ポルトの地で、青いユニフォームが舞った。

今季のチャンピオンズリーグ決勝で、マンチェスター・シティとチェルシーが激突した。2018-19シーズン以来のイングランド勢の対決となり、ジョゼップ・グアルディオラ監督とトーマス・トゥヘル監督の”頭脳戦”にも注目が集まった。

「これはテニスのゲームではない。グアルディオラ対トゥヘルではないんだ」と語っていたトゥヘル監督だが、この2人は数奇な運命をたどってきた。

グアルディオラ監督とトゥヘル監督
グアルディオラ監督とトゥヘル監督写真:代表撮影/ロイター/アフロ

グアルディオラとトゥヘルの邂逅は2013-14シーズンに遡る。

「トゥヘルがマインツで監督を務めていたシーズンに、我々は彼らと2度対戦した」と話すのは当時バイエルン・ミュンヘンでスポーツディレクターを務めていたミヒャエル・レシュケ氏である。

「最初の対戦では、バイエルンが2-0で勝利した。しかし、86分までゴールがなかった。2度目の対戦では4-1で勝ったが、65分まで1点ビハインドの展開だった。試合後、ペップに質問されたよ。マインツの監督は誰なんだ、とね。力の劣るチームがバイエルンに勝とうとしていた。それがペップの興味を引いたのだろう」

「私は個人的にトゥヘルと親しかった。彼が育成年代で指導をしていた時、レヴァークーゼンに引き抜こうと思っていたからね。トゥヘルはマインツで3年指揮を執った後、1年の休養を選択した。その時、ミュンヘンに移住してきていた。ある日、ペップに『トゥヘルと夕食を食べに行くけど』と言ったら、『私も行くよ!』と付いてきたんだ。トゥヘルは喜んでいた。ペップは彼の憧れの人だったからね」

__________

§ **取り組む課題**:
**A.** グアルディオラとトゥヘルに関する抜粋によると、トゥヘルはマインツで何年指揮を執った後に1年の休養を選んだか。
**B.** データの行のうち、文字列「mountain」を含む行をすべて集めなさい。大文字と小文字は区別すること。

§ **データソースからの項目**:
__________

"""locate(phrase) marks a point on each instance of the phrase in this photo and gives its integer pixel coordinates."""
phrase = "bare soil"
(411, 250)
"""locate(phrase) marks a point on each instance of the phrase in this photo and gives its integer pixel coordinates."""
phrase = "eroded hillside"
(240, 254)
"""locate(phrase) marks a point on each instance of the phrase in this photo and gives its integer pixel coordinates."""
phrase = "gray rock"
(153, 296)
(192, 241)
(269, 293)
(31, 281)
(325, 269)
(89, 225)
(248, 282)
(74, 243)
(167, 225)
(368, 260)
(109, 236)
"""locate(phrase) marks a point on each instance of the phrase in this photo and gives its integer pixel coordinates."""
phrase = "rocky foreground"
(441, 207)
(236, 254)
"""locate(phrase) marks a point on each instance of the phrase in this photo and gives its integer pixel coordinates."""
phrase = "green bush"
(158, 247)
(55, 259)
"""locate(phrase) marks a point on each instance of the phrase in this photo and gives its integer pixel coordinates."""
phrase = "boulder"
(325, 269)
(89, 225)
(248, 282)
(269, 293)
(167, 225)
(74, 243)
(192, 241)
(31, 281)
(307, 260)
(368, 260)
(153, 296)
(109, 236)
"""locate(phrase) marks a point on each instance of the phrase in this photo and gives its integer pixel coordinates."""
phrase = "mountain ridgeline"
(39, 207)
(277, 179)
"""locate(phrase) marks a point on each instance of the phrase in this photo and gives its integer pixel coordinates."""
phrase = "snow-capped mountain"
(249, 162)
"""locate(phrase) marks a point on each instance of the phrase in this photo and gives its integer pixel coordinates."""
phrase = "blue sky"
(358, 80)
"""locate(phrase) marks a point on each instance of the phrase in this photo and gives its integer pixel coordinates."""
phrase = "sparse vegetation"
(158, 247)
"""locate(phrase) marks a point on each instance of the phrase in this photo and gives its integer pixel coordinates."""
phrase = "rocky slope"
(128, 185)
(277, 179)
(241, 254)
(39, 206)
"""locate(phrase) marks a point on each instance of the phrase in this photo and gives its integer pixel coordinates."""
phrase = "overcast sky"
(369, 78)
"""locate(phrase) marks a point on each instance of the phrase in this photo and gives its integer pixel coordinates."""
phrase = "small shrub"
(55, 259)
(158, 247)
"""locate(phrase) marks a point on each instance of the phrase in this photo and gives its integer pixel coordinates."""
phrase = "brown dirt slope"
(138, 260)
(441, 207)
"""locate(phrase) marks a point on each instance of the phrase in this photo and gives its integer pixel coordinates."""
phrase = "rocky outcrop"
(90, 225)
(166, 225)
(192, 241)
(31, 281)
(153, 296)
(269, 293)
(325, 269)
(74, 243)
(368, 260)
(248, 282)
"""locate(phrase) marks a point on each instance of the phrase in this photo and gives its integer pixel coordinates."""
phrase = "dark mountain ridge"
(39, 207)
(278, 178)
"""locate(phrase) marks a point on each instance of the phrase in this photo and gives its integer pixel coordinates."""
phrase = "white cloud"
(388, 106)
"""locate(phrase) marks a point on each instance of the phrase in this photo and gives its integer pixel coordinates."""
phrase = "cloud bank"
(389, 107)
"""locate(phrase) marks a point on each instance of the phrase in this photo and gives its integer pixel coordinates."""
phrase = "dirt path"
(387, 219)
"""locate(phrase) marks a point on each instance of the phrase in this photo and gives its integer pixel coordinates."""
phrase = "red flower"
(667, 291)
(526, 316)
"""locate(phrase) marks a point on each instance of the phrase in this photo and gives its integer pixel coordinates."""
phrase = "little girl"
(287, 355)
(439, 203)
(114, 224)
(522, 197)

__________

§ **課題別の解答**:
**A.** 3年です。

**B.**
phrase = "mountain ridgeline"
phrase = "snow-capped mountain"
phrase = "dark mountain ridge"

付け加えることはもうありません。